EXERCISE INSTRUCTIONS :: Reproduce, word for word, the stretch of the text on BigQuery nested fields from "For you to create" through "STRUCT in SQL.".

Understanding BigQuery Nested Fields

BigQuery Nested Fields are fields linked together like a single entity, just like an object or a struct. Consider the following table:

The “title” field in the above table is a good example of a BigQuery Nested Field. Instead of having a single string that shows the title, there is a nested field with two strings within it, that is, “original” and “preferred” with the goal of storing titles written in multiple languages.

For you to create a field with nested data, the data type of the field should be set to BigQuery RECORD in the schema. You can access a BigQuery RECORD as a STRUCT in SQL.

How to Create BigQuery Nested and Repeated Fields

The following steps can help you to specify BigQuery Nested and Repeated fields using the BigQuery Cloud Console:

Step 1: Open the BigQuery page in the cloud console.

MATERIAL PROVIDED ::
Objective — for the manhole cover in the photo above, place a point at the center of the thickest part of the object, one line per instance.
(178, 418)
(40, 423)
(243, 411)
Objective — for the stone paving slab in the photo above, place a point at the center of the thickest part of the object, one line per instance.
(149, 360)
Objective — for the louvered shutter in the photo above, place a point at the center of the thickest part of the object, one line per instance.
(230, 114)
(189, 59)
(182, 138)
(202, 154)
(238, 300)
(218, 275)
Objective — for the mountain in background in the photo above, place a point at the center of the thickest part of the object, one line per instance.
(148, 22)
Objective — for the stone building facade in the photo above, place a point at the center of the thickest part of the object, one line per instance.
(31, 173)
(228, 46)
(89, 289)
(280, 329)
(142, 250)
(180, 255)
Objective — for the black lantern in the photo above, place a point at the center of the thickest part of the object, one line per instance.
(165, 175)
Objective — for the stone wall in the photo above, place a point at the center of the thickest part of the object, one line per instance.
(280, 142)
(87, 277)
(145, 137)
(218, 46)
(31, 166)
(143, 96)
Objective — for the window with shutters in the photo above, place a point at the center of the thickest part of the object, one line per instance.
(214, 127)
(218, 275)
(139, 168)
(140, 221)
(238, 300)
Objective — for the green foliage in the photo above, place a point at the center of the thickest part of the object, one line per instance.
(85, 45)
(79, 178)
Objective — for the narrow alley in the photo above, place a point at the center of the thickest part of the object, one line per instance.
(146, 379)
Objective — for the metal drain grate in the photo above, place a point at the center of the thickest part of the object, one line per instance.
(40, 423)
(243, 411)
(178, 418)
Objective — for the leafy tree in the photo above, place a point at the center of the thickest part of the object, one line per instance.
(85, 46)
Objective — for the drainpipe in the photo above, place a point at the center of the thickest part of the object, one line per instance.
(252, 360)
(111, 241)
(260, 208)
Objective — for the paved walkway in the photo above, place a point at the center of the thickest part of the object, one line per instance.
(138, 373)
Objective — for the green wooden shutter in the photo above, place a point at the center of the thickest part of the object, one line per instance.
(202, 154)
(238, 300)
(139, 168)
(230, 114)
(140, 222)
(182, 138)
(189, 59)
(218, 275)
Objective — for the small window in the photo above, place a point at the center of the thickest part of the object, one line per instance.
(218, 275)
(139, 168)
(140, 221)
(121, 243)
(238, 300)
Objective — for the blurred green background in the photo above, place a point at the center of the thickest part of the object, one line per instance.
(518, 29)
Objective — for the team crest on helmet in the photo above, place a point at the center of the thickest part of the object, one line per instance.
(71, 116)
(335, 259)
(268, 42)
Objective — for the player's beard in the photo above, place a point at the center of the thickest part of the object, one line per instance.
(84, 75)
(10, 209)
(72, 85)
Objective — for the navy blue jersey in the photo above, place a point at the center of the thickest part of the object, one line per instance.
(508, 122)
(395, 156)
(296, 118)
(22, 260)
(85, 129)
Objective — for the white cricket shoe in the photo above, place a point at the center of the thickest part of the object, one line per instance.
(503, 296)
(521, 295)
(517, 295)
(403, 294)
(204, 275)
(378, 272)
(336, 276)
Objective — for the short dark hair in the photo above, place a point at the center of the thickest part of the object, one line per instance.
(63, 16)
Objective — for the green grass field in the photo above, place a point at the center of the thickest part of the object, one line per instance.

OUTPUT FOR THIS EXERCISE ::
For you to create a field with nested data, the data type of the field should be set to BigQuery RECORD in the schema. You can access a BigQuery RECORD as a STRUCT in SQL.